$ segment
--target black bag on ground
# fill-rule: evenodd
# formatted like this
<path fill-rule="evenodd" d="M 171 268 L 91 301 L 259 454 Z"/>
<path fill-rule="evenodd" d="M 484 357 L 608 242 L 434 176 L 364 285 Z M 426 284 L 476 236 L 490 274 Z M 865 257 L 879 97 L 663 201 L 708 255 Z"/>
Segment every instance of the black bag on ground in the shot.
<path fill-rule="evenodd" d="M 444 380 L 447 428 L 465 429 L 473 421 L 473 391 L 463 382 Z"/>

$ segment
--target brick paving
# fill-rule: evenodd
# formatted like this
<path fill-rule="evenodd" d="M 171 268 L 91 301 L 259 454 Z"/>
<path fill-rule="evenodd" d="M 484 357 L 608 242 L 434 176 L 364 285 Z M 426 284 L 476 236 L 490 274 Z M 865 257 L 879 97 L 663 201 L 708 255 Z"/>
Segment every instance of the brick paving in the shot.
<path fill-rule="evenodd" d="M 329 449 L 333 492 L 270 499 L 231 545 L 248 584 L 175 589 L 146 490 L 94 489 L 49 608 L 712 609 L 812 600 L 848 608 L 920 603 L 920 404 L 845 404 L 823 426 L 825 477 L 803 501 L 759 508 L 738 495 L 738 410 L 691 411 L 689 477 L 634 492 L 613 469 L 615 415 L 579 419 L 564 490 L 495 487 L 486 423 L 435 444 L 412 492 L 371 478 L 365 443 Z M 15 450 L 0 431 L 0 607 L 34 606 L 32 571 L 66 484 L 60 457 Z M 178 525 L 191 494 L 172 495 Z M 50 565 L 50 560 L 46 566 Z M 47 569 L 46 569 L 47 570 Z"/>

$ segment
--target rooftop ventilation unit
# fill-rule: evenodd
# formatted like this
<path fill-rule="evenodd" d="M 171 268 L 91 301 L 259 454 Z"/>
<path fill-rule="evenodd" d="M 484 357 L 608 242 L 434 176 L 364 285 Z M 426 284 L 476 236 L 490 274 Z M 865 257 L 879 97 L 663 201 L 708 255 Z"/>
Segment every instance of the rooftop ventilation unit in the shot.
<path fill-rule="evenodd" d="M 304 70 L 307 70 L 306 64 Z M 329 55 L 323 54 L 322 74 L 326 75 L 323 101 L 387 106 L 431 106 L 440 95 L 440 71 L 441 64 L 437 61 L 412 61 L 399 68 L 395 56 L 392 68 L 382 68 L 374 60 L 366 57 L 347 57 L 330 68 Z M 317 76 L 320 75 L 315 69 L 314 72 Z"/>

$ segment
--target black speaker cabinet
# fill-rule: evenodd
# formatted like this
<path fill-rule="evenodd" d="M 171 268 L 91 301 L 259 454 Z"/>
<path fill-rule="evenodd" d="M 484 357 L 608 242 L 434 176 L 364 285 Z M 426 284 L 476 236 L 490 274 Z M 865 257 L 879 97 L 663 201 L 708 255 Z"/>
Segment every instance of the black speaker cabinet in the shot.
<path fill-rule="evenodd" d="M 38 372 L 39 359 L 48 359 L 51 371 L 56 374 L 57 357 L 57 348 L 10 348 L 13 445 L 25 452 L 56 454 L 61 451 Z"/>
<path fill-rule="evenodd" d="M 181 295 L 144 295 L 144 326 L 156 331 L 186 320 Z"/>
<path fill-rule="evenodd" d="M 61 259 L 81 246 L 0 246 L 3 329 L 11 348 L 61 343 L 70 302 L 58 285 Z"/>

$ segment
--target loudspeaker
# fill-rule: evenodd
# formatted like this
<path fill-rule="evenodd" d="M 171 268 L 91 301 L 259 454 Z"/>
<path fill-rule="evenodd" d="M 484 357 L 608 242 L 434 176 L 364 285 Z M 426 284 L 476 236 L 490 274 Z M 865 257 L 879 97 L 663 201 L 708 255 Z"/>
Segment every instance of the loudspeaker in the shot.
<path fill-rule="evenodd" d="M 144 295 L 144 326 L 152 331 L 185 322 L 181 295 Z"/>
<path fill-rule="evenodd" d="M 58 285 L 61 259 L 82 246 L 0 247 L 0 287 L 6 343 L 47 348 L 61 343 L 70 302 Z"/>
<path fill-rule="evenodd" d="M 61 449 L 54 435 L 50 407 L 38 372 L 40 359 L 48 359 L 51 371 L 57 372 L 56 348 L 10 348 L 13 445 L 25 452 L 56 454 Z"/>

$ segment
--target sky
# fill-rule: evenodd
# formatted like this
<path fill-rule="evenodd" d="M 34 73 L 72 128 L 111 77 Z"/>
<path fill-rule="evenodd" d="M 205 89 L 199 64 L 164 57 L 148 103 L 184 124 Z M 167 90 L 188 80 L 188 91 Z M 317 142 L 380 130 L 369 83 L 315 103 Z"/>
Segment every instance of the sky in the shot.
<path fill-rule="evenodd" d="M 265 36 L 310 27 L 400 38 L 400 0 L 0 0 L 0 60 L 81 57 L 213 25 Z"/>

.....

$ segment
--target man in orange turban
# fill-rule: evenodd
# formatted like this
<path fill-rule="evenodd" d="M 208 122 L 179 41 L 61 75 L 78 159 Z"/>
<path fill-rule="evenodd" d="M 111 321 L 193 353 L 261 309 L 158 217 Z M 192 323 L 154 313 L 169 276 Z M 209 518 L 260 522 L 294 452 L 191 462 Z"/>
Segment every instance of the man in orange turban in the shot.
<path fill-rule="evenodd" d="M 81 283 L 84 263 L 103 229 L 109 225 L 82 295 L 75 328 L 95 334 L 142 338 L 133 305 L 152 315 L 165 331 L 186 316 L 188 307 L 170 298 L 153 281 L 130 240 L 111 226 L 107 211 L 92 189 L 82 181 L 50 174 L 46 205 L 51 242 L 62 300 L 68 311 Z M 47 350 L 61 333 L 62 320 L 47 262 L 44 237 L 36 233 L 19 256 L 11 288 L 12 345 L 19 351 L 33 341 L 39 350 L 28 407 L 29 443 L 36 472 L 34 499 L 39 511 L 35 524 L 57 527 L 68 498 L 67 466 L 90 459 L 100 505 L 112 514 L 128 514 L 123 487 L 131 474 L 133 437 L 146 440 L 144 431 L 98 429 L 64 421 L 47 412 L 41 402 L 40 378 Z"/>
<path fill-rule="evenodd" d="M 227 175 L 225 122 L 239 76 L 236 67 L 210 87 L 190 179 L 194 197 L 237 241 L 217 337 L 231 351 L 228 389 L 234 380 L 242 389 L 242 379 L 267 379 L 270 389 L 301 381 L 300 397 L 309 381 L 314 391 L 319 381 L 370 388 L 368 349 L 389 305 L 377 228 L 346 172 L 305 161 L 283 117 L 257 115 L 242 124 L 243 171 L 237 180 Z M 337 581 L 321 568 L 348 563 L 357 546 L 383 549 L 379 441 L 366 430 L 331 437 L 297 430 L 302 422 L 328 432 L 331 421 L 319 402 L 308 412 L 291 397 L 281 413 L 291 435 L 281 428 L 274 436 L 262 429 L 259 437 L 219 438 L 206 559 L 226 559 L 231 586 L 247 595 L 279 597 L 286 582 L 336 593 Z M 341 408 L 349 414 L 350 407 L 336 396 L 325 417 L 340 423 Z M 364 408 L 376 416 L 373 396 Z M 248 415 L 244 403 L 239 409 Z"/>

.....

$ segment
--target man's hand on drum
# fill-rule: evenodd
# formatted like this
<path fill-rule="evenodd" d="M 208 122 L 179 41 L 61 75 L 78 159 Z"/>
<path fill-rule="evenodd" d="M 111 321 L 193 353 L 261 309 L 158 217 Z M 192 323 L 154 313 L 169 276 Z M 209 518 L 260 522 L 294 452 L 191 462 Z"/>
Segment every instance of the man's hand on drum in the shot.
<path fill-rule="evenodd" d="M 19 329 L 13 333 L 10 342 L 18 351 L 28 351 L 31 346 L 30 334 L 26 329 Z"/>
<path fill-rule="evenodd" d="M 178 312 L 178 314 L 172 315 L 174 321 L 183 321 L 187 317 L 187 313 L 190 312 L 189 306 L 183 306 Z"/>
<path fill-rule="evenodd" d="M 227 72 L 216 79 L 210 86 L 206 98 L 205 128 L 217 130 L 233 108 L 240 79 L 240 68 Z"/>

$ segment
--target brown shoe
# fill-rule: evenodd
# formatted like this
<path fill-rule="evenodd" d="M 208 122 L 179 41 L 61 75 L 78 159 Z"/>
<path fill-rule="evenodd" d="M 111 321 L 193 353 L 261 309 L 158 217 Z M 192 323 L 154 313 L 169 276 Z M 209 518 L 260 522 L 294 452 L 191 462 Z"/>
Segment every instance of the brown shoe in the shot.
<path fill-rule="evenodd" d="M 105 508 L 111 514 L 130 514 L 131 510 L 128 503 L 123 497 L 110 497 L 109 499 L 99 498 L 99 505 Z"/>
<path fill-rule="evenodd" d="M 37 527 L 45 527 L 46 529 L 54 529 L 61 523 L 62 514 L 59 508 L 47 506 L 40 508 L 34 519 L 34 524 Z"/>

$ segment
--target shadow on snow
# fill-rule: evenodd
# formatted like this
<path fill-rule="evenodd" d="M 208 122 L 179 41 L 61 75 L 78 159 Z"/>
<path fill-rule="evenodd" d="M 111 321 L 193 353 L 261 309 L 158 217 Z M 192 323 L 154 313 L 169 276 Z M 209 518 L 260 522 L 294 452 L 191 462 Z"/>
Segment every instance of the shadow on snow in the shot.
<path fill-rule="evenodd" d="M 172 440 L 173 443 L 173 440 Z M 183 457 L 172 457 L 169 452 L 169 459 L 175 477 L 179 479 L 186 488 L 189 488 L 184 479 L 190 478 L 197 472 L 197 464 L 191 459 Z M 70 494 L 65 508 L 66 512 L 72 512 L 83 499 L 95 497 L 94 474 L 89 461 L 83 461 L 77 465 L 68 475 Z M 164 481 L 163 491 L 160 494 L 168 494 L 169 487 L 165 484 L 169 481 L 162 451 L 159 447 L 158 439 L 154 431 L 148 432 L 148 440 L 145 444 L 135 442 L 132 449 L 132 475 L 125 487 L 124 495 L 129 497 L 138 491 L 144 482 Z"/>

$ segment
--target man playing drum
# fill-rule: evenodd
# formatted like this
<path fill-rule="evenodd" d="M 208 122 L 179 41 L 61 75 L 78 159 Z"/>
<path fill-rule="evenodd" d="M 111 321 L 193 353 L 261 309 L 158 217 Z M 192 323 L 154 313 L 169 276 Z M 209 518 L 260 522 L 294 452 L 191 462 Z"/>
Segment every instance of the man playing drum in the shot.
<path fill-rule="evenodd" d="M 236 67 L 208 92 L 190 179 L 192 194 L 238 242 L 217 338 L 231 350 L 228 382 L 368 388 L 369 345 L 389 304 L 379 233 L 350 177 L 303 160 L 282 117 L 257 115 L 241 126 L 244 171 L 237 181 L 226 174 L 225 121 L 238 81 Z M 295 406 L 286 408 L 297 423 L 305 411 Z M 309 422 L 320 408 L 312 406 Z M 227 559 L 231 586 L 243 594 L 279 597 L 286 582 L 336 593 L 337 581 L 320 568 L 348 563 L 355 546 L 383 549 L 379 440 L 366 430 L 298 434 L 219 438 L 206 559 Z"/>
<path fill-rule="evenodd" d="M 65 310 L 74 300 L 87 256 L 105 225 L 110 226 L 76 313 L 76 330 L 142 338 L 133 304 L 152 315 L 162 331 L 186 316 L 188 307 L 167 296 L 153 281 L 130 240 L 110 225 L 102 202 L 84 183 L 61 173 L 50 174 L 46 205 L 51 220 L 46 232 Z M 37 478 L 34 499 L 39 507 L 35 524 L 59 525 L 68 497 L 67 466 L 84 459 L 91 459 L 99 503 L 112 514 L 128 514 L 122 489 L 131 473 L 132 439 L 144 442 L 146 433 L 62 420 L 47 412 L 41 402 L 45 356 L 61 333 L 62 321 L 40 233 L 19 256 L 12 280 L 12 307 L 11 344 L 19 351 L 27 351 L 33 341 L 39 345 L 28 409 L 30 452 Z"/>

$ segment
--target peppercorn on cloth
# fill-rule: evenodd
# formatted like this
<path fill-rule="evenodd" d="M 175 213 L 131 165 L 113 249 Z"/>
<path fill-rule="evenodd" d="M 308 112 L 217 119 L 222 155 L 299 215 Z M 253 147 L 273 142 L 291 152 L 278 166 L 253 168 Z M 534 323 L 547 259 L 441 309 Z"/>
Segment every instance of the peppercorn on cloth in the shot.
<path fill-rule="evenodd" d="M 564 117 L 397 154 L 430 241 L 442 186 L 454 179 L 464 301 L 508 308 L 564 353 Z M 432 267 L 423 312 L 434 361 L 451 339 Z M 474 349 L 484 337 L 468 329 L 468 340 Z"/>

.....

**Work order**
Please find every line in the records above that holds the word "target" and copy it.

**Response to this exercise**
--target black bag on ground
--target brick paving
--target rooftop ventilation unit
--target black speaker cabinet
--target loudspeaker
--target sky
--target man in orange turban
--target man's hand on drum
--target brown shoe
--target shadow on snow
--target man playing drum
--target peppercorn on cloth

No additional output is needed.